> _Task_
Could you transcribe the whole listing, keeping every line exactly the same?

> _Material to process_
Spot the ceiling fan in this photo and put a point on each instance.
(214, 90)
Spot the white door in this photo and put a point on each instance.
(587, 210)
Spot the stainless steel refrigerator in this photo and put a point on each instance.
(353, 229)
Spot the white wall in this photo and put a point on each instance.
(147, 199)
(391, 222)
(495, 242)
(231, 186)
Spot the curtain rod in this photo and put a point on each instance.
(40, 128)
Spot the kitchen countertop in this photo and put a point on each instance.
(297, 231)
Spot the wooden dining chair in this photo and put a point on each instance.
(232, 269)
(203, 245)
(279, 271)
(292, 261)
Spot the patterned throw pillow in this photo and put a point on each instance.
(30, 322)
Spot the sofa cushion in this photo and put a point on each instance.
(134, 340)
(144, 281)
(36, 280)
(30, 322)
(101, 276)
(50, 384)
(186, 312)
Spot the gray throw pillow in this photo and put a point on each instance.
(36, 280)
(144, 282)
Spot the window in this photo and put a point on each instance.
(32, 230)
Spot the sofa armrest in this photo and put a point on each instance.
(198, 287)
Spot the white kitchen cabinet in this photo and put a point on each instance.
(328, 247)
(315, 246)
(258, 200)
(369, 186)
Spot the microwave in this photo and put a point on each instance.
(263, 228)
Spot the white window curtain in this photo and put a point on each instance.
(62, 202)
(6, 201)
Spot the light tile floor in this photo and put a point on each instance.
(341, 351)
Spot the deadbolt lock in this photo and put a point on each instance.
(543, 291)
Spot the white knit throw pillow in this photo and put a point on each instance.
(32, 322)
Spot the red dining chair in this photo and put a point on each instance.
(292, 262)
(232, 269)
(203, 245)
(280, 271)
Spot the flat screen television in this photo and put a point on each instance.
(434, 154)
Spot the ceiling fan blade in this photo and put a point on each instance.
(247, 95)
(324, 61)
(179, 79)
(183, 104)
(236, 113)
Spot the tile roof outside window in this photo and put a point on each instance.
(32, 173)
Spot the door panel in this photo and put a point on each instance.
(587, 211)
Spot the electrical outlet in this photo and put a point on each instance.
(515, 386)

> _Written solution_
Spot the ceiling fan in this photo and put a point on each instance.
(214, 90)
Spot the white door in this photo and put a point on each instance.
(587, 210)
Spot the stainless steel refrigerator in this photo and put a point on each instance.
(353, 229)
Spot the white wall in this photo and put a point on each instance.
(147, 199)
(391, 222)
(495, 242)
(231, 186)
Spot the curtain rod in this photo and put a point on each instance.
(40, 128)
Spot the kitchen countertop in this photo and put a point on each instance.
(297, 231)
Spot the wooden dining chair in this photo and put a point on each instance.
(232, 269)
(203, 245)
(279, 271)
(292, 261)
Spot the patterned throw pillow in this photo and put a point on each instance.
(30, 322)
Spot the sofa cushion in this photo and put a point on each instance.
(134, 340)
(144, 281)
(36, 280)
(30, 322)
(101, 276)
(50, 384)
(186, 312)
Spot the gray throw pillow in this photo and put a point on each instance.
(36, 280)
(144, 282)
Spot the window in this photo and put a point on each instance.
(32, 230)
Spot the sofa armrest in this photo and put a point on each instance.
(198, 287)
Spot the white kitchen cabinet in this photo and put a point on each instance.
(328, 247)
(315, 246)
(258, 200)
(369, 186)
Spot the microwave in this photo and put a point on each instance.
(263, 228)
Spot the white window curtain in this photo and put a point on each instance.
(62, 202)
(6, 201)
Spot the light tile floor in this photo and put a point on each instance.
(341, 351)
Spot the deadbolt lock in this photo and put a point on each instance.
(543, 291)
Spot the white knit throw pillow in this photo and put a point on each instance.
(32, 322)
Spot the red dining chair in this photo and put a point on each instance.
(292, 262)
(232, 269)
(203, 245)
(280, 271)
Spot the flat screen television in this photo and put a point on each instance.
(434, 154)
Spot the ceiling fan blade in this photo and put a point on each instance.
(247, 95)
(324, 61)
(179, 79)
(183, 104)
(236, 113)
Spot the tile roof outside window in this photo and put a point on each instance.
(32, 173)
Spot the door panel in this photo and put a point on each instance.
(587, 211)
Spot the electrical outlet in this photo and put a point on each instance.
(515, 386)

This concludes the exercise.